§ Text provided
»»

In cws calcperf03: revision 266105 sc/source/core/inc/interpre.hxx sc/source/core/tool/interpr3.cxx The functions MEDIAN, PERCENTILE, QUARTILE, LARGE, SMALL now use ::std::nth_element() instead of a fully sorted array. Filling entire column C as described in the second attachment on my machine needed around 12 minutes, which I think isn't that bad, given that Excel2007 needed 15 minutes to accomplish the task :-)
Reassigning to QA for verification.
verified in internal build cws_calcperf03
Issue 89976 has been fixed in master version OOo-dev 3.1 .0 (OOO310m9 Build:9396) for Windows XP and can be closed.
Hello Mr. Vladimir Hitekschool: I have checked this issue in Go-oo 3.1 with czech langpack (OpenOffice.org 3.1.0 OOO310m11 build 9399 build 2009-05-27). Although this version is newer than described "OOO310m9 Build:9396", the problem with very slow opening of test file (http://www.openoffice.org/nonav/issues/showattachment.cgi/53952/test-huge%20calculations-Median.ods) is here again... Thank you for your answer.
This issue is closed automatically and wasn't rechecked in a current version of OOo. The fixed issue should be integrated in OOo since more than half a year. If you think this issue isn't fixed in a current version (OOo 3.1), please reopen it and change the field 'Target Milestone' accordingly. If you want to download a current version of OOo => http://download.openoffice.org/index.html If you want to know more about the handling of fixed/verified issues => http://wiki.services.openoffice.org/wiki/Handle_fixed_verified_issues
Sorry this issue was wrongly closed. This issue will be reopened automatically. And will be set after that back to fixed/verified.
Set to state 'fixed'.
Set back to state 'verified/fixed'. Again. Sorry for the mass of mails.
This issue is closed automatically. It should be fixed in a version with is available for longer than half a year (OOo 3.1). If you think this issue isn't fixed in the current version (OOo 3.2) please reopen it. But then please pay attention about the field 'target milestone'. The closure was approved by the Release Status Meeting at 22nd of February 2010 and it is based on the issue handling guideline for fixed/verified issues : http://wiki.services.openoffice.org/wiki/Handle_fixed_verified_issues
thorstenziehm: Hmmm....I would like to reopen this bug, but I can't (I haven't privileges for it)...

««

§ Required task 1
Please repeat the issue thread's text between "In cws calcperf03: revision" and "can be closed.", inclusive.
§ Required task 2
In the issue thread, which functions were changed to use ::std::nth_element() instead of a fully sorted array?
The data placed after this issue thread isn't needed for anything here.

§ Data extract
»»

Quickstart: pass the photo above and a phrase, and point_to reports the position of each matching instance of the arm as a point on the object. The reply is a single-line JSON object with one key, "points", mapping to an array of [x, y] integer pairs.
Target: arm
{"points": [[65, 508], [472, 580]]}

««

§ Solution 1
In cws calcperf03: revision 266105 sc/source/core/inc/interpre.hxx sc/source/core/tool/interpr3.cxx The functions MEDIAN, PERCENTILE, QUARTILE, LARGE, SMALL now use ::std::nth_element() instead of a fully sorted array. Filling entire column C as described in the second attachment on my machine needed around 12 minutes, which I think isn't that bad, given that Excel2007 needed 15 minutes to accomplish the task :-)
Reassigning to QA for verification.
verified in internal build cws_calcperf03
Issue 89976 has been fixed in master version OOo-dev 3.1 .0 (OOO310m9 Build:9396) for Windows XP and can be closed.

§ Solution 2
MEDIAN, PERCENTILE, QUARTILE, LARGE, and SMALL.